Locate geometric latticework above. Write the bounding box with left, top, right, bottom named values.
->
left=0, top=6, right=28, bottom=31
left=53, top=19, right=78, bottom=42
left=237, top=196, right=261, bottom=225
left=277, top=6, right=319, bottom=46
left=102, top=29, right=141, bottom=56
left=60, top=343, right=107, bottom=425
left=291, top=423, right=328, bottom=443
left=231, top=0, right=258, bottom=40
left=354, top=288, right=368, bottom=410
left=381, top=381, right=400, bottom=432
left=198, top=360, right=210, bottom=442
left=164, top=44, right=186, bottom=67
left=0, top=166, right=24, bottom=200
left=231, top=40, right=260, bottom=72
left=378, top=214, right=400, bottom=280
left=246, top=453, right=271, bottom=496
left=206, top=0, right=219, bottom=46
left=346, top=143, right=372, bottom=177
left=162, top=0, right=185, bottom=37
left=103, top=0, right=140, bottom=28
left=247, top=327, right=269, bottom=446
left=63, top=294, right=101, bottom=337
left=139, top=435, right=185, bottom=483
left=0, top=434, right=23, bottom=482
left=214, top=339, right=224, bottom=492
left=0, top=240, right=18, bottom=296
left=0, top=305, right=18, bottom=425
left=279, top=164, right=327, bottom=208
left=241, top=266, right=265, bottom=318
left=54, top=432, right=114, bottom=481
══════
STATED PROBLEM:
Copy every item above word for word, keeping each line and value unchanged.

COMPLETE OUTPUT:
Locate geometric latticework above. Write the bounding box with left, top, right, bottom named values.
->
left=0, top=6, right=28, bottom=31
left=53, top=19, right=78, bottom=42
left=237, top=196, right=261, bottom=225
left=277, top=6, right=319, bottom=46
left=102, top=29, right=141, bottom=56
left=60, top=343, right=107, bottom=425
left=291, top=423, right=328, bottom=443
left=231, top=0, right=258, bottom=40
left=354, top=288, right=368, bottom=410
left=381, top=381, right=400, bottom=432
left=198, top=360, right=210, bottom=442
left=164, top=44, right=186, bottom=67
left=0, top=166, right=24, bottom=200
left=231, top=40, right=260, bottom=72
left=378, top=214, right=400, bottom=280
left=246, top=453, right=271, bottom=496
left=206, top=0, right=219, bottom=46
left=346, top=143, right=372, bottom=177
left=162, top=0, right=185, bottom=37
left=103, top=0, right=140, bottom=28
left=247, top=327, right=269, bottom=446
left=63, top=294, right=101, bottom=337
left=139, top=435, right=185, bottom=483
left=0, top=434, right=23, bottom=482
left=214, top=339, right=224, bottom=492
left=0, top=240, right=18, bottom=296
left=0, top=305, right=18, bottom=425
left=279, top=164, right=327, bottom=208
left=241, top=266, right=265, bottom=318
left=54, top=432, right=114, bottom=481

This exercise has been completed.